### INPUT
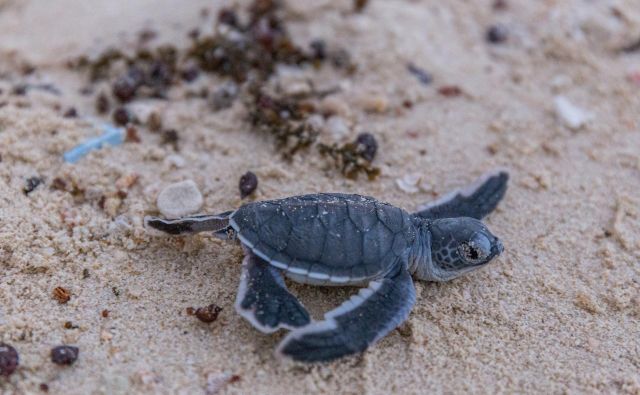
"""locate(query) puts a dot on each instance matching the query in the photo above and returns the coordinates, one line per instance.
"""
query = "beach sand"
(558, 312)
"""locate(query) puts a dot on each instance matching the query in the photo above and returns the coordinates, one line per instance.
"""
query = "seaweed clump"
(242, 51)
(284, 118)
(354, 157)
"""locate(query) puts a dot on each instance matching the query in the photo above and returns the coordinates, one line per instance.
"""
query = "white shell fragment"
(571, 115)
(179, 199)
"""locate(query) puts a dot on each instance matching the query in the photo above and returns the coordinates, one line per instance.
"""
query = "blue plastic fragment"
(112, 135)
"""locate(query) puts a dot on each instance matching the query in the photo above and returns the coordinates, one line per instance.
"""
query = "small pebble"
(179, 199)
(9, 360)
(248, 184)
(64, 355)
(571, 115)
(367, 146)
(31, 184)
(497, 34)
(375, 103)
(208, 314)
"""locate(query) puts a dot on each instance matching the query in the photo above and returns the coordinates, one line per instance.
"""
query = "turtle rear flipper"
(218, 223)
(356, 324)
(263, 298)
(476, 201)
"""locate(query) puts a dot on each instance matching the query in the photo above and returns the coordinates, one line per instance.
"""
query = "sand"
(558, 312)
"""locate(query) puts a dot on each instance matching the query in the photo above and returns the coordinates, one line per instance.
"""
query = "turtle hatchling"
(334, 239)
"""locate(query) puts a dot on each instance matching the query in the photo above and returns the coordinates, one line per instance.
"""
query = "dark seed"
(632, 47)
(9, 360)
(58, 184)
(358, 5)
(248, 184)
(31, 184)
(125, 88)
(450, 91)
(224, 96)
(228, 17)
(20, 90)
(62, 295)
(70, 325)
(170, 136)
(64, 355)
(121, 116)
(71, 113)
(367, 146)
(154, 122)
(497, 34)
(319, 49)
(102, 104)
(422, 76)
(208, 314)
(190, 73)
(500, 5)
(132, 134)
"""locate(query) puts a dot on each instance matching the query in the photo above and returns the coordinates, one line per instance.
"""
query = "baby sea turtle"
(334, 239)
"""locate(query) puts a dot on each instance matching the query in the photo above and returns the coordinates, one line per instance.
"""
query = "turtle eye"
(475, 250)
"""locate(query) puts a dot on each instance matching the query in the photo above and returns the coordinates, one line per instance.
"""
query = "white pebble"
(573, 116)
(409, 183)
(179, 199)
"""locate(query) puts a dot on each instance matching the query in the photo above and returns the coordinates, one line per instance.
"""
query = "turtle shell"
(326, 238)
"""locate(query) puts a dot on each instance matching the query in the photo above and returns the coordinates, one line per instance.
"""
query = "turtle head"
(458, 246)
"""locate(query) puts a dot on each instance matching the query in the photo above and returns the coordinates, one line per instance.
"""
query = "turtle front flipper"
(263, 298)
(356, 324)
(476, 201)
(217, 223)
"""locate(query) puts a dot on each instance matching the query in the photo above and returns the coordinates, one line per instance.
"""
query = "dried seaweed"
(355, 157)
(251, 50)
(285, 119)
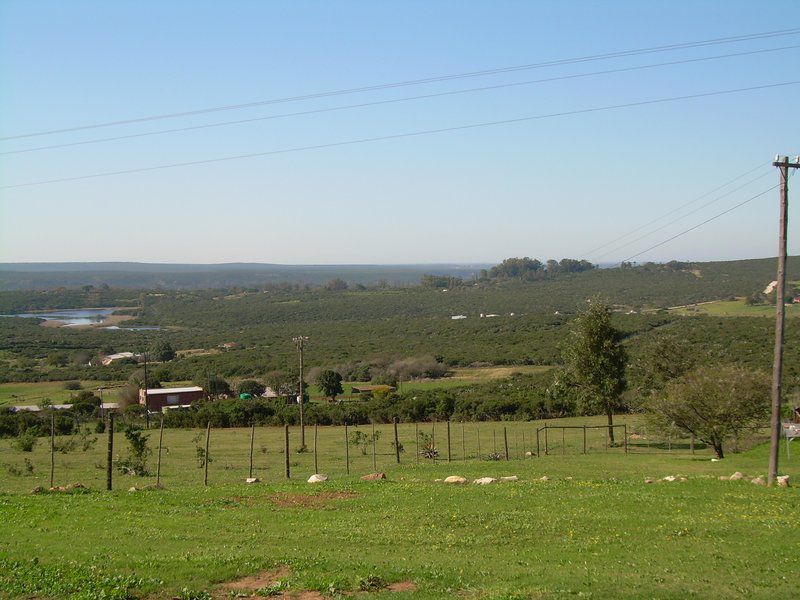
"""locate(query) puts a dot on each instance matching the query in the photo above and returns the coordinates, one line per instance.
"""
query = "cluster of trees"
(532, 269)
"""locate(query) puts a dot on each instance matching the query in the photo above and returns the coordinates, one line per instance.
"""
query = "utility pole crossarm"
(783, 164)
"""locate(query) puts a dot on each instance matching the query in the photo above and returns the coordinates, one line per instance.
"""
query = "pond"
(80, 317)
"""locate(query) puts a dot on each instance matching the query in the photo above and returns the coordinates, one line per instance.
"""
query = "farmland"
(595, 528)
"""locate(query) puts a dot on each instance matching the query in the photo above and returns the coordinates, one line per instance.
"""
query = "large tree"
(594, 362)
(330, 382)
(714, 403)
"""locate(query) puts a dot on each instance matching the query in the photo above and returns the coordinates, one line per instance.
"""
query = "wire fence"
(119, 452)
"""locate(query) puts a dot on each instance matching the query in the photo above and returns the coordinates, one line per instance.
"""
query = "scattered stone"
(485, 480)
(455, 479)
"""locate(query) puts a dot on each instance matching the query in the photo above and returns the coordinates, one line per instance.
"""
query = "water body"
(80, 316)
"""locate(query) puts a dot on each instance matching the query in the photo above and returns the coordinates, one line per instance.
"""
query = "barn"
(158, 398)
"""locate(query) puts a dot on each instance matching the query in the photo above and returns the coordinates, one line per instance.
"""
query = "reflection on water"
(80, 316)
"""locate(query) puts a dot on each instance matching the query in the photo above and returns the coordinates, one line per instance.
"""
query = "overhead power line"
(396, 100)
(400, 135)
(680, 218)
(685, 231)
(591, 252)
(436, 79)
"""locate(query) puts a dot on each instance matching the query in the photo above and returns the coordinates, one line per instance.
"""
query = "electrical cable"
(673, 211)
(717, 216)
(437, 79)
(395, 100)
(698, 209)
(398, 135)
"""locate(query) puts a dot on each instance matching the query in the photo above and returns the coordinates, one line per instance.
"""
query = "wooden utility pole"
(110, 451)
(205, 466)
(300, 342)
(780, 289)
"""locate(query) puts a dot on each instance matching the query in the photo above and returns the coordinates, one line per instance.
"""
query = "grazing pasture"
(593, 527)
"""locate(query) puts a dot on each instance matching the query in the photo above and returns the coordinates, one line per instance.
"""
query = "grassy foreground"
(594, 529)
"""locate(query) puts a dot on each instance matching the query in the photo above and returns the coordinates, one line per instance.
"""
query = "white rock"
(485, 480)
(455, 479)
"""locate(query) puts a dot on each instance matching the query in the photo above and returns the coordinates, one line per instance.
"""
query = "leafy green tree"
(595, 360)
(252, 387)
(714, 403)
(162, 351)
(330, 382)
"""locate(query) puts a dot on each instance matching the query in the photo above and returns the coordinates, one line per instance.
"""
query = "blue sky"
(549, 188)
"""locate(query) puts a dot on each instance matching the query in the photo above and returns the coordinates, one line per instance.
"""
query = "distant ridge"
(49, 275)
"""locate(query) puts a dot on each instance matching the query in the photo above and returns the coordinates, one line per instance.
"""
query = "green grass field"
(21, 394)
(735, 308)
(595, 529)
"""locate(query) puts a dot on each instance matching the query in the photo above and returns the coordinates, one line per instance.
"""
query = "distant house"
(158, 398)
(107, 360)
(369, 390)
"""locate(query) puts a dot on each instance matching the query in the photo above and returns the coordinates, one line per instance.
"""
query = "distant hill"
(44, 276)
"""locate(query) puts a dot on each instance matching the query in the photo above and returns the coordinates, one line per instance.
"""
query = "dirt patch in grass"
(294, 500)
(256, 582)
(402, 586)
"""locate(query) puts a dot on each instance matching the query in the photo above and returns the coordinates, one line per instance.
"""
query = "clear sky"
(548, 188)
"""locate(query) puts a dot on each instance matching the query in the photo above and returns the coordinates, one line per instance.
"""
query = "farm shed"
(158, 398)
(369, 390)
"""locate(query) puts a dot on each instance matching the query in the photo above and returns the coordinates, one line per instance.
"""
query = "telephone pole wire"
(783, 164)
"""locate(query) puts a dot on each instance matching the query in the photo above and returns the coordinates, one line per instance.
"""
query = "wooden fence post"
(52, 447)
(346, 450)
(160, 445)
(205, 470)
(396, 442)
(625, 433)
(316, 465)
(110, 455)
(448, 440)
(416, 439)
(252, 439)
(546, 449)
(286, 450)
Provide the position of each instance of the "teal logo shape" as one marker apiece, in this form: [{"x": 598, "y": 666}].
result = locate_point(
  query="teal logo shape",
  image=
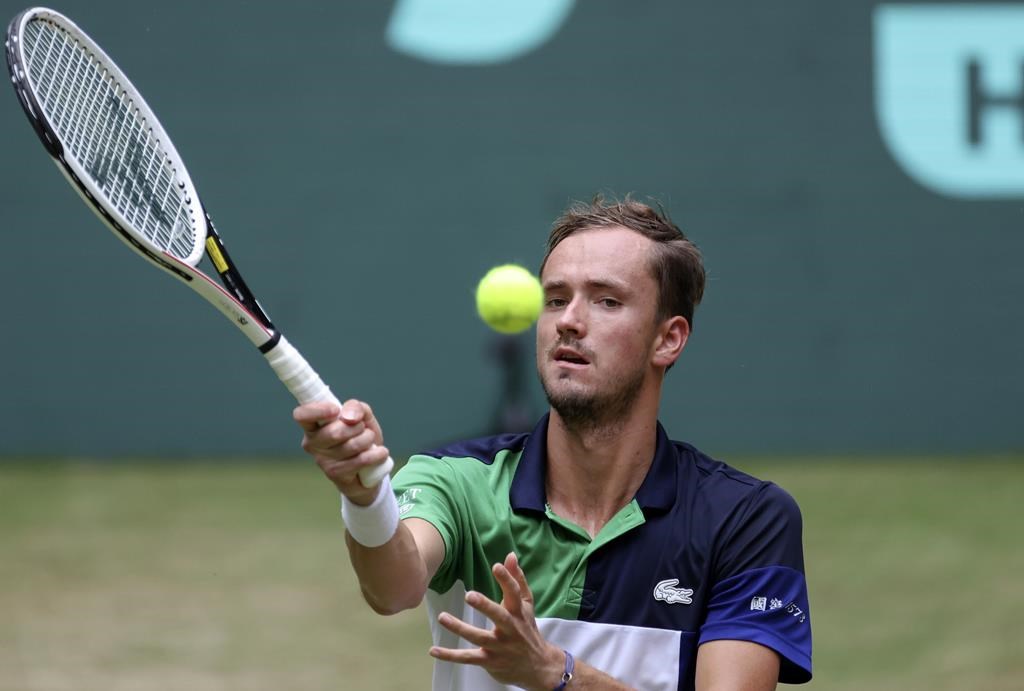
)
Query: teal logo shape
[
  {"x": 949, "y": 95},
  {"x": 474, "y": 32}
]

### HOW TO COMPLETE THIS TASK
A word-for-word retyping of the material above is expected, without pictures.

### OUTPUT FOR THIS EXERCISE
"""locate(query) puts a dot on each instance matching the query in the photo above and returns the coordinates, one line per instance.
"""
query = "beach sand"
(558, 312)
"""locate(query) puts a dot on each instance matching the query in the photo above and returns the coordinates, one line per instance.
"""
query = "seaweed clump"
(242, 51)
(284, 118)
(354, 157)
"""locate(query) puts a dot on each instance matching the query in the photo above and returns the coordinates, one line per instance.
"""
query = "white shell fragment"
(571, 115)
(179, 199)
"""locate(query) puts a dot on each instance matching the query in the photo above and returns the coordinates, one line per instance.
"""
query = "blue plastic fragment"
(112, 135)
"""locate(query) puts a dot on each instance matching the query in the photo above and returns the coordinates, one line per instance.
"""
query = "small pebble"
(179, 199)
(9, 360)
(248, 184)
(64, 355)
(571, 115)
(367, 146)
(31, 184)
(497, 34)
(375, 103)
(208, 314)
"""locate(query) puts a dot on each instance matching the query in the photo above and returns the coordinates, one line per instance.
"""
query = "turtle rear flipper"
(218, 223)
(356, 324)
(263, 298)
(476, 201)
"""locate(query) puts a dot on each instance matching the query in the photo above and returns the coordinates, one line per instance.
"""
query = "sand"
(558, 312)
"""locate(query) puts a dot on each instance matching the query in the photo above and returns the coordinates, one line per instance.
"""
query = "turtle hatchling"
(334, 239)
"""locate(query) puts a dot on each instance matching the query in the photo above and returns the coordinates, one line per instance.
"""
query = "dark seed"
(632, 47)
(9, 360)
(58, 184)
(358, 5)
(248, 184)
(31, 184)
(125, 88)
(450, 91)
(224, 96)
(228, 17)
(20, 90)
(62, 295)
(70, 325)
(170, 136)
(64, 355)
(121, 116)
(71, 113)
(367, 146)
(154, 122)
(497, 34)
(319, 49)
(102, 104)
(422, 76)
(208, 314)
(190, 73)
(500, 5)
(132, 134)
"""locate(query) puts a dot on each instance matching the query in the photo above and returns the coordinates, one line per instance.
"""
query = "baby sea turtle"
(334, 239)
"""locate(query) puts a dot on each instance matching the query in the photo above and returns the coordinates, one line per instance.
"""
query = "turtle eye"
(475, 250)
"""locate(query) puts a dot on each instance matching the query in the photo above and returns the coordinates, one line per instance.
"""
query = "white pebble"
(573, 116)
(409, 183)
(179, 199)
"""locate(query) puts a dot on each instance matching the query in the photo above and returns the coordinates, one line per instance.
"""
query = "turtle shell"
(326, 238)
"""locate(query) puts a dot on each instance matching the query in the photo above and returns the coordinates, one line per instance.
"""
query = "turtle head"
(458, 246)
"""locate(query) puts a dot on each instance matching the query in the photo above and returns the coordinates, one line per instance.
"""
query = "turtle front flipper"
(263, 298)
(356, 324)
(476, 201)
(217, 223)
"""locate(query) puts a dot on each instance matching the query in the photo above and returns the coordinates, one line per instance.
"""
query = "dried seaweed"
(355, 157)
(251, 50)
(285, 119)
"""locate(query) puts a dot on each instance matching the query in the photo above and returns the coordinates, one line per instance.
"""
query = "cluster of trees"
(532, 269)
"""locate(query) puts a dot on each instance matching the query in the photo above and returns the coordinates, one line per instance.
"""
query = "utility pole crossarm"
(783, 164)
"""locate(query) puts a dot on each instance matching the query in the photo above and returns the coordinates, one line per instance.
"""
query = "pond"
(80, 317)
"""locate(query) puts a dot on each instance matching the query in the photo above and returns the coordinates, one line per instance.
"""
query = "farmland"
(595, 528)
"""locate(query) puts a dot on each instance matching the query in the photo above and returns the coordinates, one line per instance.
"""
query = "large tree"
(594, 362)
(330, 382)
(714, 403)
"""locate(query) puts a dot on each instance matching the query in the photo above and returns the coordinates, one line per instance.
"""
query = "wire fence"
(119, 452)
"""locate(query) puts a dot on each instance matching the query in the photo above and returns the coordinates, one line per instance.
"""
query = "scattered stone"
(485, 480)
(455, 479)
"""locate(query) puts a dot on each instance matching the query in the photo above and returns the coordinates, one line per instance.
"""
query = "water body"
(80, 316)
"""locate(query) puts a dot on each instance matching the query in the photo above and returns the coordinates, one line per instance.
"""
query = "barn"
(158, 398)
"""locate(query) puts a dot on each instance matching the query in the photo above and returns the coordinates, one line per instance.
"""
query = "reflection on water"
(80, 316)
"""locate(query) puts a dot on each instance matching the query in the photo above and returns the coordinates, one line per instance.
"""
query = "overhead power line"
(396, 100)
(400, 135)
(680, 218)
(685, 231)
(591, 252)
(436, 79)
"""locate(query) puts a dot on each instance matching the query in the photo above and returns the coordinates, one line per instance.
"""
query = "electrical cable"
(673, 211)
(717, 216)
(437, 79)
(395, 100)
(698, 209)
(398, 135)
"""locate(query) puts a dot on each instance matching the query in the photo above and returns the coordinates, one line per instance.
"""
query = "wooden utility pole"
(110, 451)
(205, 466)
(300, 342)
(780, 289)
"""locate(query) puts a dot on each instance matching the query in the photo above and returns the coordinates, one line per instance.
"""
query = "grazing pasture"
(593, 527)
"""locate(query) puts a dot on each instance matching the query in the photo above and returns the coordinates, one line per instance.
"""
query = "grassy foreground"
(594, 529)
"""locate(query) puts a dot on each instance matching the query in the photo above and returns the coordinates, one line per instance.
"""
query = "white rock"
(485, 480)
(455, 479)
"""locate(query) puts a dot on each instance matching the query in the photo above and returns the coordinates, one line per instance.
"""
query = "leafy green tree"
(595, 360)
(252, 387)
(714, 403)
(162, 351)
(330, 382)
"""locate(query) puts a dot on each instance matching the query in the photo above and returns the coordinates, one line per instance.
"""
query = "blue sky"
(549, 188)
"""locate(query) puts a dot on each instance matching the query in the photo above and returns the coordinates, one line per instance.
"""
query = "distant ridge"
(49, 275)
"""locate(query) puts a dot on each instance matching the query in the photo above and returns the coordinates, one line per instance.
"""
query = "green grass field"
(21, 394)
(735, 308)
(595, 529)
"""locate(query) puts a dot on each instance matching the query in the photo above and returns the coordinates, one line per instance.
"""
query = "distant house"
(158, 398)
(107, 360)
(369, 390)
"""locate(query) puts a dot on each instance matching the query in the photo above and returns the coordinates, one line per instance.
"""
query = "distant hill"
(44, 276)
"""locate(query) puts a dot on each instance matching the query in the photo above and returns the coordinates, one line per instance.
"""
query = "dirt patch in grass"
(294, 500)
(256, 582)
(402, 586)
"""locate(query) puts a dot on each instance matching the query in the photo above and returns the coordinates, one line per instance.
"""
query = "clear sky"
(548, 188)
"""locate(query) puts a dot on each instance matching the query in the photo above and returns the coordinates, one line per instance.
"""
query = "farm shed"
(158, 398)
(369, 390)
"""locate(query) puts a dot on each instance matching the query in the photo above and returns the coordinates, one line per instance.
"""
query = "telephone pole wire"
(783, 164)
"""locate(query) puts a dot on each instance matching the query in the photo above and returns the coordinates, one line per instance.
"""
query = "wooden fence post"
(52, 447)
(346, 450)
(160, 445)
(205, 470)
(396, 442)
(625, 433)
(316, 465)
(110, 455)
(448, 440)
(416, 439)
(252, 439)
(546, 449)
(286, 450)
Provide the position of each instance of the "teal logo shape" as one marker apiece, in this form: [{"x": 598, "y": 666}].
result = locate_point(
  query="teal logo shape",
  image=
)
Query: teal logo shape
[
  {"x": 949, "y": 95},
  {"x": 474, "y": 32}
]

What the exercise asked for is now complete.